The task →
Only the lines from the one containing "of the gate" through the end of the entries should be repeated, exactly as they appear, first and last included.

[Region pointing data]

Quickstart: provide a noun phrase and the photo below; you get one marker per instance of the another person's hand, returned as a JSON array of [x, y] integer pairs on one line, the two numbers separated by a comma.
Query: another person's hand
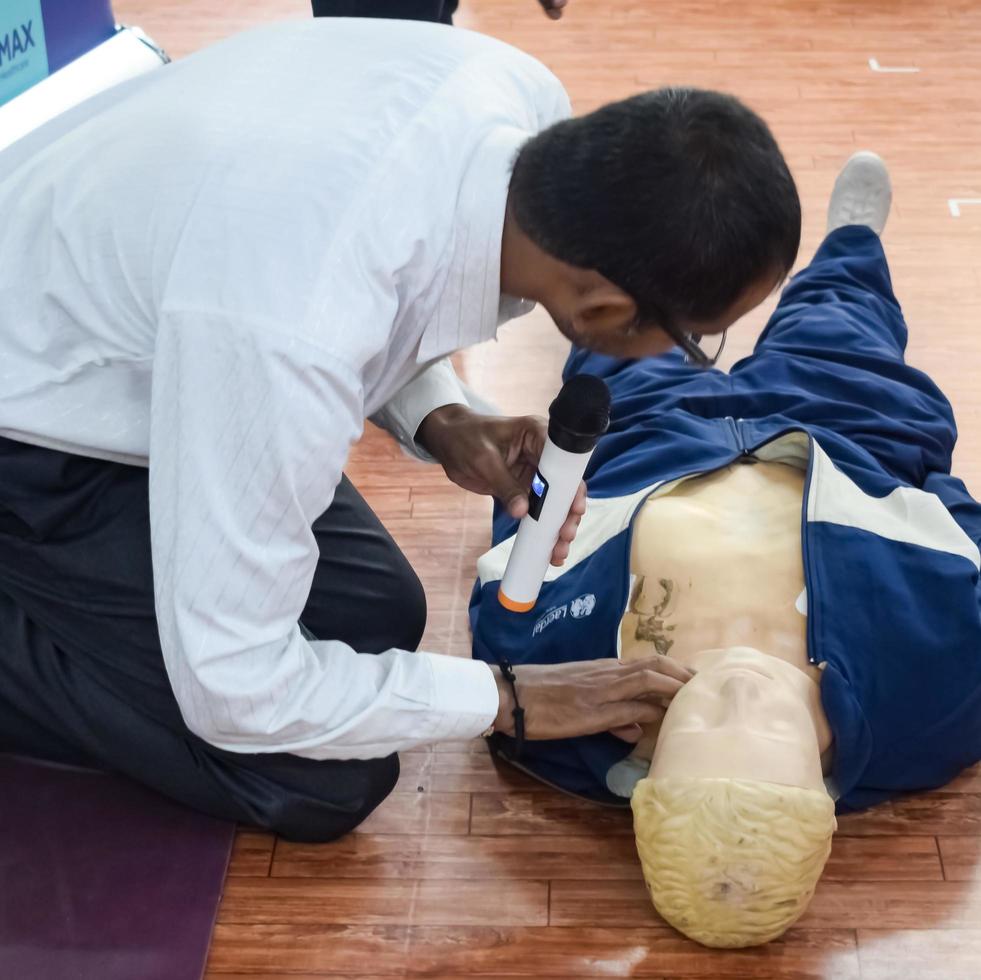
[[496, 456], [586, 697], [553, 8]]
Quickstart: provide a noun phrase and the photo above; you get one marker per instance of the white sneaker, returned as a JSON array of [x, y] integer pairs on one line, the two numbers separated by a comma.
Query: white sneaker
[[862, 194]]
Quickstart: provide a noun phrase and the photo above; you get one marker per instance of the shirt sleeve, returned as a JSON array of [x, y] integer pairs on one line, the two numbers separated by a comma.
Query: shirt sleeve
[[250, 428], [402, 415]]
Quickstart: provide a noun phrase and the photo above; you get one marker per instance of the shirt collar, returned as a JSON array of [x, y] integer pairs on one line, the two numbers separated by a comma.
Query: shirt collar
[[471, 307]]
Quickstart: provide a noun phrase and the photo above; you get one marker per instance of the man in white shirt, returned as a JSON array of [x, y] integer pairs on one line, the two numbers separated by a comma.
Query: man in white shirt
[[211, 276]]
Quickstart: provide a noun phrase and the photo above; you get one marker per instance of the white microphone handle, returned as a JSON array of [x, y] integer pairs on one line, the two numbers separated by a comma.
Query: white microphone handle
[[535, 539]]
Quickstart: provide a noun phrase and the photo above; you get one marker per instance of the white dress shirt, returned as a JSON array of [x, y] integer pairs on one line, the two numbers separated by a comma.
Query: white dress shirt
[[220, 270]]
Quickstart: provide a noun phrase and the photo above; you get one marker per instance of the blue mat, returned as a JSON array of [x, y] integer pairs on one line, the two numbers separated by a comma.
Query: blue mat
[[101, 879]]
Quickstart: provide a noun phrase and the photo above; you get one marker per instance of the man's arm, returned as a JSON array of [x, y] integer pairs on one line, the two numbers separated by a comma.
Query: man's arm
[[403, 414]]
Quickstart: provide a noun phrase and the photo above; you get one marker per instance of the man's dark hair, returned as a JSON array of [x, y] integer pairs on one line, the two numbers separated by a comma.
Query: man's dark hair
[[680, 197]]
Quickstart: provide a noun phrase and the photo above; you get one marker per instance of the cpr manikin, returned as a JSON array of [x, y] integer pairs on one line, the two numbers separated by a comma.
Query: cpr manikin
[[733, 821]]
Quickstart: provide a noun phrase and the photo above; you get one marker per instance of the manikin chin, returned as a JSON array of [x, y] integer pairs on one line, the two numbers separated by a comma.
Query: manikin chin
[[733, 821]]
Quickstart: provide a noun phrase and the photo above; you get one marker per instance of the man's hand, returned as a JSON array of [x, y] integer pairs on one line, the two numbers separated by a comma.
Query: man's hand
[[496, 456], [565, 700]]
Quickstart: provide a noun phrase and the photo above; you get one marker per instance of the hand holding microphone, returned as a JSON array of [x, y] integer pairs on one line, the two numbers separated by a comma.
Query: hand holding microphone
[[497, 456]]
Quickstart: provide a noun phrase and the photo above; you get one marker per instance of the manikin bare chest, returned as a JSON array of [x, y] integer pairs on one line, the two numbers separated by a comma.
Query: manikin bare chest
[[717, 563]]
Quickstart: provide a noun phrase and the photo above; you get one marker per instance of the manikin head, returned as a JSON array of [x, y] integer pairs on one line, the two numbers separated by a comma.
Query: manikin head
[[670, 212], [734, 823]]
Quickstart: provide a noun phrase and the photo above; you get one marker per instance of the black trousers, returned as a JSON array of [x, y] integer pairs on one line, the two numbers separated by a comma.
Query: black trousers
[[82, 679], [438, 11]]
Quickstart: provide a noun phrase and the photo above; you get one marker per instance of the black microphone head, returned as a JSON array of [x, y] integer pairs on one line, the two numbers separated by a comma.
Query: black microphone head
[[580, 414]]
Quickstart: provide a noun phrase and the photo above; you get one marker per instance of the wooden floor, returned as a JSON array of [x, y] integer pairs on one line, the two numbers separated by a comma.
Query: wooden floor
[[466, 871]]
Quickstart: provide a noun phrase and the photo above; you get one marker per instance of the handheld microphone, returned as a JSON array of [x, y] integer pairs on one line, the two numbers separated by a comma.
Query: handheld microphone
[[577, 418]]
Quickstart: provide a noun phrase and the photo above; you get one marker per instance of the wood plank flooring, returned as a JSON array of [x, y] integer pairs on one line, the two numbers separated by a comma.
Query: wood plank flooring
[[469, 871]]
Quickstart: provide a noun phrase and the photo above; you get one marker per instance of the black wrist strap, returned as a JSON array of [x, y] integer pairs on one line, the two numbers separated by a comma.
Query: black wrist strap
[[519, 713]]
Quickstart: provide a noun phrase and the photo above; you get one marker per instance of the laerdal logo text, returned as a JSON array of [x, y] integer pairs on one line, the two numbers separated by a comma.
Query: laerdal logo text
[[16, 42], [579, 608]]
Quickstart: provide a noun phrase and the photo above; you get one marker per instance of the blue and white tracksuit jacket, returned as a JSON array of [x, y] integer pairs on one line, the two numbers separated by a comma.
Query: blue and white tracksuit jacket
[[890, 539]]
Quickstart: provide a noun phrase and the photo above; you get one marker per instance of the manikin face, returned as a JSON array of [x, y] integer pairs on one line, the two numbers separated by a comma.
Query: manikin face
[[744, 715]]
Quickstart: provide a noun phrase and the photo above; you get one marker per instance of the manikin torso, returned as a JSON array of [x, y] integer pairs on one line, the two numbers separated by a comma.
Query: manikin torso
[[717, 564]]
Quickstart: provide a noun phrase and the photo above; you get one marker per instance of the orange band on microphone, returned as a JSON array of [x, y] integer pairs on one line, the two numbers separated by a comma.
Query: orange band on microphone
[[512, 604]]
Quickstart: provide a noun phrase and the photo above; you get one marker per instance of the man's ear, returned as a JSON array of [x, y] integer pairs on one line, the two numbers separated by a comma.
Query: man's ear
[[603, 309]]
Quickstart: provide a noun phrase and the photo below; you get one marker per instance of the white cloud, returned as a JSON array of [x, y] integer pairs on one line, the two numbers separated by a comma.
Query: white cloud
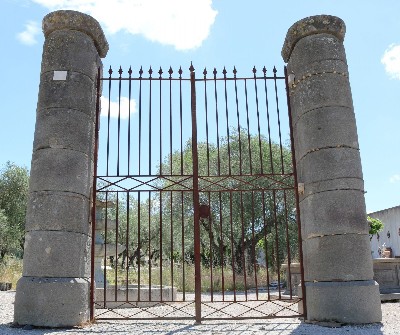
[[114, 107], [184, 24], [391, 60], [28, 36]]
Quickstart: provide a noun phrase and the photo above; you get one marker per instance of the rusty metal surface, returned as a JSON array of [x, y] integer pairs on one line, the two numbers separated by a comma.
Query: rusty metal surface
[[202, 180]]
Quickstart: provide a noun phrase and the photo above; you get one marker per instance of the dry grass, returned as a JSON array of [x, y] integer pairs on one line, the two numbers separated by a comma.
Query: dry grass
[[184, 278]]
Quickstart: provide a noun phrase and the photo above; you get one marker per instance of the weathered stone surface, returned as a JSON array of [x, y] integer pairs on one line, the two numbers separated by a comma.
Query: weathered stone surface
[[337, 258], [344, 302], [56, 254], [62, 211], [52, 302], [60, 170], [77, 92], [328, 164], [72, 20], [70, 50], [65, 129], [337, 184], [312, 53], [334, 212], [319, 128], [318, 24], [323, 90]]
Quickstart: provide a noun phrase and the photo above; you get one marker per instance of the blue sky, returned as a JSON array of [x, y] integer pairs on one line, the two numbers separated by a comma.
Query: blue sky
[[215, 34]]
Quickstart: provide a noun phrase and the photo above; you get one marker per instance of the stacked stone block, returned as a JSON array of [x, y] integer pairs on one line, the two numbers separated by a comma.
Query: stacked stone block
[[54, 290], [337, 258]]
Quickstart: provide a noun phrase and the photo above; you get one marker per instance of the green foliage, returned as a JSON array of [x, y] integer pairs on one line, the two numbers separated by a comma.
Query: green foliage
[[10, 270], [13, 200], [375, 226], [249, 218]]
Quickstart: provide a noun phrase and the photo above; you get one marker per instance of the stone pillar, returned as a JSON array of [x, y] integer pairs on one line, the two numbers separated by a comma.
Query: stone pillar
[[337, 257], [54, 289]]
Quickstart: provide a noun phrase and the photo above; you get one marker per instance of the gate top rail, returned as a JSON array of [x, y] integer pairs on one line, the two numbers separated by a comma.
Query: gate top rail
[[170, 72]]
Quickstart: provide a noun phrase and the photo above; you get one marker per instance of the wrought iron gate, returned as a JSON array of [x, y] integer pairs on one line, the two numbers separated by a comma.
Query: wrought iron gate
[[195, 197]]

Finished task →
Quickstart: provide a noun phrase and the photo above; you get one marker per instance of the gate top rail, returned as a JSON array of [x, y] integer pairs on one line, the two numbers separated by a comma.
Query: gate top rail
[[170, 72]]
Quickstart: provide a noun phrase and the photo above; you get one marker per instance of the wrought iron gate, returned as a JSON array of [x, y] integer pairs on one line, the two numbers separated by a comma.
Query: wrought iron gate
[[195, 197]]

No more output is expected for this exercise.